Extracted data:
━━━━━━━━━━━━━━━━

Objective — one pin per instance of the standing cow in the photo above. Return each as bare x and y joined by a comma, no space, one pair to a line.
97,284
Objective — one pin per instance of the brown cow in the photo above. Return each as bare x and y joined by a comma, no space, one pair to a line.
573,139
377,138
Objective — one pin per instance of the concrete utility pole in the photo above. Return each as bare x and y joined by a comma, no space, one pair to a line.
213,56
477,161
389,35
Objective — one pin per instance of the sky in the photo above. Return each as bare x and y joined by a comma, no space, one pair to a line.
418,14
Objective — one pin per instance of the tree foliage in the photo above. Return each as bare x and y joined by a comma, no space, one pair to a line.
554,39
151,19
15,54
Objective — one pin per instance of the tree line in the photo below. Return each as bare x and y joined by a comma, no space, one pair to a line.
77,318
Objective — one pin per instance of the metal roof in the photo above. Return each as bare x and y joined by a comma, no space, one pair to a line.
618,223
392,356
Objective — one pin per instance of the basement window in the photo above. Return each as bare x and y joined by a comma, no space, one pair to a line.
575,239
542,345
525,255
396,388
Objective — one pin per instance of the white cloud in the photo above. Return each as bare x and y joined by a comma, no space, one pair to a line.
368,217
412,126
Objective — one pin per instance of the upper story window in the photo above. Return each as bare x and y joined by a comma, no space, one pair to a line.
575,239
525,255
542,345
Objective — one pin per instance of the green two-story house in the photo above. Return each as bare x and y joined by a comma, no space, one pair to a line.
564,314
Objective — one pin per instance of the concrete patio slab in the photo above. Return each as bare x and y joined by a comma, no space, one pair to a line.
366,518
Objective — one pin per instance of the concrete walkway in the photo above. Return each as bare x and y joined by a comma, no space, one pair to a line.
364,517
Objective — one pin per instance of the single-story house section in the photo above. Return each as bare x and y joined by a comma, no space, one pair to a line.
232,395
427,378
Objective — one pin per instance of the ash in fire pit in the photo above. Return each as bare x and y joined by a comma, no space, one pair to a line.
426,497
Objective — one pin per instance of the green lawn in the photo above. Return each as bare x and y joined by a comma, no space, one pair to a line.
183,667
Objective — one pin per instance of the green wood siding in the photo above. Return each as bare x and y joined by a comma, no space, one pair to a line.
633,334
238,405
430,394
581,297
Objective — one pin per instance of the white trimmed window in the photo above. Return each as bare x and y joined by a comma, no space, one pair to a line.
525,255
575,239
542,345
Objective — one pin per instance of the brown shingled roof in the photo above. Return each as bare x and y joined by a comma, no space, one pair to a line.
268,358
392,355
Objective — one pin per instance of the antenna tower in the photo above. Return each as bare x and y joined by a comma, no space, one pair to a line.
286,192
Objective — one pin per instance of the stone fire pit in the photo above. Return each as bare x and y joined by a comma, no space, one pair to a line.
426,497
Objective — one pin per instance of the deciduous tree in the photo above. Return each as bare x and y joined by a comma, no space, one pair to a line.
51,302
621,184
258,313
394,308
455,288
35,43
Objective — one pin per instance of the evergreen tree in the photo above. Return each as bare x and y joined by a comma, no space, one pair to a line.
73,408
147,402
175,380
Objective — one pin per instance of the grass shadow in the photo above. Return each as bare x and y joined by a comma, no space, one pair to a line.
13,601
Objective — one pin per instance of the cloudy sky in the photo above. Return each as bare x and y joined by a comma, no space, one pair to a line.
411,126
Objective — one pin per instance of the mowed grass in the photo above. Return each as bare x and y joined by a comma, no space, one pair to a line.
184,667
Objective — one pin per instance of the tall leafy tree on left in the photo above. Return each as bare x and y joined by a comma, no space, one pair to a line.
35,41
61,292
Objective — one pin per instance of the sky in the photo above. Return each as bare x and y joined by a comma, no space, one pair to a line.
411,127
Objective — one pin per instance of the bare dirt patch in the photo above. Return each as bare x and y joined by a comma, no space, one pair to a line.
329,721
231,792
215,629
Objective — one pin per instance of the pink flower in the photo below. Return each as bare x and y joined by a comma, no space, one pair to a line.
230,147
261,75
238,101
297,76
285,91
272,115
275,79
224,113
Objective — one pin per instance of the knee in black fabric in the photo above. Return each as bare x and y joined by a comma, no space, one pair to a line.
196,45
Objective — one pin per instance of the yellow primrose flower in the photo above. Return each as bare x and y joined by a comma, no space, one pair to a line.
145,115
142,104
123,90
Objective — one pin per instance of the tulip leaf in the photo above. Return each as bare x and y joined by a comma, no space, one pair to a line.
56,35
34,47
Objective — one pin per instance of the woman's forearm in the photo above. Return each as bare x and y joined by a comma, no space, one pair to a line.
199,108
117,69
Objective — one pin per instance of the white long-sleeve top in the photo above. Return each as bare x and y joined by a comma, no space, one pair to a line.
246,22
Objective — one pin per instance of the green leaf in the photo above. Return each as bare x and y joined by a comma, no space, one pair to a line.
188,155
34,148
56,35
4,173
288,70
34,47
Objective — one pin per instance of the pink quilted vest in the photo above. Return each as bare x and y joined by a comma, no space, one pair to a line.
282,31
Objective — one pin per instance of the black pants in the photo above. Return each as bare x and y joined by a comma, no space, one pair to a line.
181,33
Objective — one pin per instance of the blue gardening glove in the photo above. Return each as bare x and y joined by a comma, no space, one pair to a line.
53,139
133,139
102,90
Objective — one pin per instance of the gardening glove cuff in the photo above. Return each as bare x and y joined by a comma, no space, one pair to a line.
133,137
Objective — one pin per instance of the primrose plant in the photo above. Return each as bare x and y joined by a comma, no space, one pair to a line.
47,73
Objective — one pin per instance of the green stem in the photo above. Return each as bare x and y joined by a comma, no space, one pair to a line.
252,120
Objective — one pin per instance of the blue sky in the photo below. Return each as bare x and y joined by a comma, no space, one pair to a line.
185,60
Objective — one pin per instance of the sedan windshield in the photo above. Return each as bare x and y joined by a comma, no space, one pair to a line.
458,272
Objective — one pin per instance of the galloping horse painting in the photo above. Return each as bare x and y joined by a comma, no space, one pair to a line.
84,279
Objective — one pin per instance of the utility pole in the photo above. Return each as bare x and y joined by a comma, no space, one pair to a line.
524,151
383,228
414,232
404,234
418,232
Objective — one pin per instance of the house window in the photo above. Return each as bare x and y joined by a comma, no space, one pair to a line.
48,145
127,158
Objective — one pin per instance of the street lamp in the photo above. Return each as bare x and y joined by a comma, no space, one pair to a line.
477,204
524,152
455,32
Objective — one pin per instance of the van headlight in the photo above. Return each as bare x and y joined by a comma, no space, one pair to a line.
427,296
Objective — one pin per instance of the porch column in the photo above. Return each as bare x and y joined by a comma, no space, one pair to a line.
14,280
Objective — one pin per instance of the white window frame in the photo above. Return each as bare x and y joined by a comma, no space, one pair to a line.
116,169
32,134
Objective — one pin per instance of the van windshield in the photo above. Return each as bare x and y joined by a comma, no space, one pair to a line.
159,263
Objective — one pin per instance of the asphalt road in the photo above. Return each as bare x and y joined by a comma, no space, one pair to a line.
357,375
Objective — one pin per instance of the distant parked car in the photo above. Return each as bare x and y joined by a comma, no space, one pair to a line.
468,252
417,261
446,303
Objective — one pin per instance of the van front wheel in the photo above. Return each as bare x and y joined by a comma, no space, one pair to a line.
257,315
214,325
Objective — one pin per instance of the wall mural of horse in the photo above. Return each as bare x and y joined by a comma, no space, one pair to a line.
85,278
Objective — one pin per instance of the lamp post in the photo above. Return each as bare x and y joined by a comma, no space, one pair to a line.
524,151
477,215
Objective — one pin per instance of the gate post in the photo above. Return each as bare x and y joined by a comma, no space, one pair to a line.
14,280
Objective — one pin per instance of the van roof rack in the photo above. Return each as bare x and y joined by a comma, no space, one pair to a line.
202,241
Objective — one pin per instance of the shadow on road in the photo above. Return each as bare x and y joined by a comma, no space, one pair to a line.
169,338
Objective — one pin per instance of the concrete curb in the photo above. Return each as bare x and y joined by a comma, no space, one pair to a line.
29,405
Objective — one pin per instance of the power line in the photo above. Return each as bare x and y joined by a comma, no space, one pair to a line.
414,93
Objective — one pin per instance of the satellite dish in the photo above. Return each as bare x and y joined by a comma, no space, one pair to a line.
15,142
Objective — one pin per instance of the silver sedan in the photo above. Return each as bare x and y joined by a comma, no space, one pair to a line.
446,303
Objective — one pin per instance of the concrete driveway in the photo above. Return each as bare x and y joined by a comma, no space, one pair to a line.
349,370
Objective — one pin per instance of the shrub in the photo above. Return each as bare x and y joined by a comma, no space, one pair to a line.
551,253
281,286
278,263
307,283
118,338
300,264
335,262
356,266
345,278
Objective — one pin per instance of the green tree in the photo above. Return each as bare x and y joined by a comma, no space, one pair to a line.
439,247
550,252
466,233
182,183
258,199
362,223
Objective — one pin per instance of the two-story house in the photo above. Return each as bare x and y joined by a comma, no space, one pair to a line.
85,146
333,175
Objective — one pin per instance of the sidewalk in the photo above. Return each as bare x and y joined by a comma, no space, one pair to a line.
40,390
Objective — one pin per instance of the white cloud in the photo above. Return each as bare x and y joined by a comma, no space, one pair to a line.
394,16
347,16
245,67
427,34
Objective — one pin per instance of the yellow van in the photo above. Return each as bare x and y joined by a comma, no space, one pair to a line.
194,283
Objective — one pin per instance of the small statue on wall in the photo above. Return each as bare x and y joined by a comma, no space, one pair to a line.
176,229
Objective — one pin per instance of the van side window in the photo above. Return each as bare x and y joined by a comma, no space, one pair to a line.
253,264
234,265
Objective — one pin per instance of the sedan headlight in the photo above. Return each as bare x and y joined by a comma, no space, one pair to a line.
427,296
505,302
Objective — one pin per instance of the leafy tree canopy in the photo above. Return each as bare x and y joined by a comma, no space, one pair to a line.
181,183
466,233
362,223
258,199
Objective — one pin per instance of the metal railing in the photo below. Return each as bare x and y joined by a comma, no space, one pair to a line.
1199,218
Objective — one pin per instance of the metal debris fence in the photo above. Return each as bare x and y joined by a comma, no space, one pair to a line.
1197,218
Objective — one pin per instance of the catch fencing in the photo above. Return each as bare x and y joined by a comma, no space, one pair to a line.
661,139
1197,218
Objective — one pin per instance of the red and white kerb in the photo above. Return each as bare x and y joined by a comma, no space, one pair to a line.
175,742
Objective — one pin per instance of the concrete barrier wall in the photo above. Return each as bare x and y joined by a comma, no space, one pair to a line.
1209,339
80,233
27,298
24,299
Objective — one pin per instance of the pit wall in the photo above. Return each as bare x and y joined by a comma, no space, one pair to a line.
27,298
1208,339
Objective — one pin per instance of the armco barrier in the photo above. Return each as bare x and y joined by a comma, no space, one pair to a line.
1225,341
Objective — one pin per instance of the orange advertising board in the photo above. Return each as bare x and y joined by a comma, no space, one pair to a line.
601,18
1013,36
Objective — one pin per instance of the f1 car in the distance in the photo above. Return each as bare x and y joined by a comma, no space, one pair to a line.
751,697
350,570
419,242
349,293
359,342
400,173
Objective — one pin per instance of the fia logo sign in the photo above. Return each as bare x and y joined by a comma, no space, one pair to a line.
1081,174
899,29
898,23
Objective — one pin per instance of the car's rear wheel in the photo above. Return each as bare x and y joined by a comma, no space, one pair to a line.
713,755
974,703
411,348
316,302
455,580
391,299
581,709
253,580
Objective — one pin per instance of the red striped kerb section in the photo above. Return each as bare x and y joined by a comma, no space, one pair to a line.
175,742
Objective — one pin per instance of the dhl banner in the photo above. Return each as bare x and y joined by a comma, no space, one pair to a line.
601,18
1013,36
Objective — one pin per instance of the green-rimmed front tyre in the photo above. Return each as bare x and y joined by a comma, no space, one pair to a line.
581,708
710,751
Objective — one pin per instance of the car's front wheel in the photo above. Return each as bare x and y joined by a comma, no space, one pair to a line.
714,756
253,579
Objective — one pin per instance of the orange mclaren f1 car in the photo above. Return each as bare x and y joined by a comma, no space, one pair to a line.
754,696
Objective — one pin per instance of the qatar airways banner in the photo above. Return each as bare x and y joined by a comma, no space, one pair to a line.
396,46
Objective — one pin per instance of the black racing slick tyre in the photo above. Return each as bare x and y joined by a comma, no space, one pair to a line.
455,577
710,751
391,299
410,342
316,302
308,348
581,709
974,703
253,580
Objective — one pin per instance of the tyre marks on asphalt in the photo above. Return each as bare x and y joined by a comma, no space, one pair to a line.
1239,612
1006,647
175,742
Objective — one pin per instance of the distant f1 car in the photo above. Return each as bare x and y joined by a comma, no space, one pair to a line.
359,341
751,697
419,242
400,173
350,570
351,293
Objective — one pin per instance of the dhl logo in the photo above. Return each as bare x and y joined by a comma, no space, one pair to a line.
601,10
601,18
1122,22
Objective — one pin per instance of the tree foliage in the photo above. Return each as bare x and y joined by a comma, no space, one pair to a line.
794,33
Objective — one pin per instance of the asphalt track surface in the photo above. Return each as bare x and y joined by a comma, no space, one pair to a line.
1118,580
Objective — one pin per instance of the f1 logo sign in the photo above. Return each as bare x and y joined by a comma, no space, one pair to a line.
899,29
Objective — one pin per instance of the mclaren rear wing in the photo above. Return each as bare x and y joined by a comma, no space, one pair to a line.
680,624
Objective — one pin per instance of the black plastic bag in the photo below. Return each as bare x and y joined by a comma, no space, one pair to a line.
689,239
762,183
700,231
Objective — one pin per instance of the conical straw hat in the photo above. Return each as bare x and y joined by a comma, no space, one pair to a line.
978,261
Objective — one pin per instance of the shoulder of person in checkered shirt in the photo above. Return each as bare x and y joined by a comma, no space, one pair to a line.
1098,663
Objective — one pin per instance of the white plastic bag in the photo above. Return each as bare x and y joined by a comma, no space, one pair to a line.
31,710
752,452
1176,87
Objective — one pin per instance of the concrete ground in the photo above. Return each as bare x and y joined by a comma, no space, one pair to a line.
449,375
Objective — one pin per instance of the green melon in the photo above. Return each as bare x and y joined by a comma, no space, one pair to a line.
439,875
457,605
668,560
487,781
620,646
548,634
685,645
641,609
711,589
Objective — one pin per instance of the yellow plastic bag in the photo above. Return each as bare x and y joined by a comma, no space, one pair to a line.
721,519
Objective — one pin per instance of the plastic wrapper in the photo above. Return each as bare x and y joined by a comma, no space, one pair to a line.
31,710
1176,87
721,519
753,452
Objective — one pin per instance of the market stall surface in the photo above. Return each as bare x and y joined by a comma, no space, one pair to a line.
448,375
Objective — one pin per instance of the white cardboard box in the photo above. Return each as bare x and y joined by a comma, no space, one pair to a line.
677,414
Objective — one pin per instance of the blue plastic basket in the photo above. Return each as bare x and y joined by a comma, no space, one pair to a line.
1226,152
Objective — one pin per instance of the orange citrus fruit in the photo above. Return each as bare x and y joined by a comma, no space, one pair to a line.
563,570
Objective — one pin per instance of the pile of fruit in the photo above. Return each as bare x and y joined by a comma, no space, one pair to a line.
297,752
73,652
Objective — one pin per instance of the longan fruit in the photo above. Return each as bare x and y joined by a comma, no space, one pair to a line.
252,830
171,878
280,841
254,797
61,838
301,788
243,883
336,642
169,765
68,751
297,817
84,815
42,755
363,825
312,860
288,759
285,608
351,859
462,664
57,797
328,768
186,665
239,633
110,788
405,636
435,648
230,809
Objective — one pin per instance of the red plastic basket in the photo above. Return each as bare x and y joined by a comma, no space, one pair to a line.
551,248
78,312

━━━━━━━━━━━━━━━━

Work instructions:
Copy exactly, word for word, the line with "Objective — one pin per instance of the pile" through the final line of the listing.

Your response:
Objective — one pin per instance of the pile of fruit in the photo above. Return each as bare x and y joined by a comma, no space, one pair to a line.
297,752
73,652
Objective — one pin per instance of the longan fruit in the photo above. Return each as bare x and y joined by a comma, no space, one pair to a line.
252,830
171,878
280,841
254,797
61,838
301,788
243,883
336,642
169,765
68,751
297,817
84,815
42,755
363,825
312,860
288,759
285,608
351,859
462,664
57,797
328,768
186,665
239,633
110,788
405,636
435,648
230,809
Objective — one pin per instance of the red plastic basket in the photo above. Return each as bare x and y joined by a comma, no space, one pair to a line.
551,248
78,312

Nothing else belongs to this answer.